> **Exercise requirements**:
• A. Reproduce the part of the thread on sorting by swaps that opens with the words containing "This comes from" and closes with "is bugging me.".
• B. Carry on the thread about sorting a list by swaps, starting right after its last sentence.

Excerpted text: Begin

I have a language-agnostic question about an algorithm.
This comes from a (probably simple) programming challenge I read. The problem is, I'm too stupid to figure it out, and curious enough that it is bugging me.
The goal is to sort a list of integers to ascending order by swapping the positions of numbers in the list. Each time you swap two numbers, you have to add their sum to a running total. The challenge is to produce the sorted list with the smallest possible running total.
Examples:
3 2 1 - 4
1 8 9 7 6 - 41
8 4 5 3 2 7 - 34
Though you are free to just give the answer if you want, if you'd rather offer a "hint" in the right direction (if such a thing is possible), I would prefer that.
Only read the first two paragraph is you just want a hint. There is a an efficient solution to this (unless I made a mistake of course). First sort the list. Now we can write the original list as a list of products of disjoint cycles.
For example 5,3,4,2,1 has two cycles, (5,1) and (3,4,2). The cycle can be thought of as starting at 3, 4 is in 3's spot, 2 is in 4's spot, and 4 is in 3's. spot. The end goal is 1,2,3,4,5 or (1)(2)(3)(4)(5), five disjoint cycles.
If we switch two elements from different cycles, say 1 and 3 then we get: 5,1,4,2,3 and in cycle notation (1,5,3,4,2). The two cycles are joined into one cycle, this is the opposite of what we want to do.

Excerpted text: End
Information shown: Begin

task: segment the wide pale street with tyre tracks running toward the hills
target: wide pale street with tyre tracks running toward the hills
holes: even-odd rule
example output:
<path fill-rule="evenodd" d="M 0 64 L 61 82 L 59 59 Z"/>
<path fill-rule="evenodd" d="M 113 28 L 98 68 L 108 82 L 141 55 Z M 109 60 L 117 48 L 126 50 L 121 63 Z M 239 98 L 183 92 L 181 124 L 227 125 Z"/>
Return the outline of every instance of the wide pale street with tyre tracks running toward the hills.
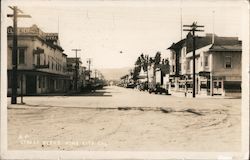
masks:
<path fill-rule="evenodd" d="M 239 151 L 241 99 L 184 98 L 108 86 L 10 105 L 9 149 Z"/>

Information shown: End

> **Answers provided**:
• A.
This comes from a (probably simple) programming challenge I read. The problem is, I'm too stupid to figure it out, and curious enough that it is bugging me.

• B.
If we switch two elements from the same cycle, say 3 and 4 then we get: 5,4,3,2,1 in cycle notation (5,1)(2,4)(3). The one cycle is split into two smaller cycles. This gets us closer to the goal of all cycles of length 1. Notice that any switch of two elements in the same cycle splits the cycle into two cycles.
If we can figure out the optimal algorithm for switching one cycle we can apply that for all cycles and get an optimal algorithm for the entire sort. One algorithm is to take the minimum element in the cycle and switch it with the the whose position it is in. So for (3,4,2) we would switch 2 with 4. This leaves us with a cycle of length 1 (the element just switched into the correct position) and a cycle of size one smaller than before. We can then apply the rule again. This algorithm switches the smallest element cycle length -1 times and every other element once.
To transform a cycle of length n into cycles of length 1 takes n - 1 operations. Each element must be operated on at least once (think about each element to be sorted, it has to be moved to its correct position). The algorithm I proposed operates on each element once, which all algorithms must do, then every other operation was done on the minimal element. No algorithm can do better.
This algorithm takes O(n log n) to sort then O(n) to mess with cycles. Solving one cycle takes O(cycle length), the total length of all cycles is n so cost of the cycle operations is O(n). The final run time is O(n log n).
I'm assuming memory is free and you can simulate the sort before performing it on the real objects.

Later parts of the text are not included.